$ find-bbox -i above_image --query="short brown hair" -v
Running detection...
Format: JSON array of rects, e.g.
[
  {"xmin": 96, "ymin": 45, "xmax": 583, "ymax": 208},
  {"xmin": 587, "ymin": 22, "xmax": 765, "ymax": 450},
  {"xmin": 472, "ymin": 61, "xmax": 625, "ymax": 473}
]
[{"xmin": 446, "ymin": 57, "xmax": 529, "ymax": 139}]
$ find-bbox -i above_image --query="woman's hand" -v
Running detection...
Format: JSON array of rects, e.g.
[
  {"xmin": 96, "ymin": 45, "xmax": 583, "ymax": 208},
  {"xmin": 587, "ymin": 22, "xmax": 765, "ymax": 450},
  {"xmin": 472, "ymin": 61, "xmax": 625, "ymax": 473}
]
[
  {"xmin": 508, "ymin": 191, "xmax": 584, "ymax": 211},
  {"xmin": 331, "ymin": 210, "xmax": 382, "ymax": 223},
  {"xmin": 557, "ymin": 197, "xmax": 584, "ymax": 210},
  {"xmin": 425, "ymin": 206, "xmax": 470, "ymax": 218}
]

## The request:
Tally the lines in the records that contain the string "xmax", and give only the count.

## Correct result:
11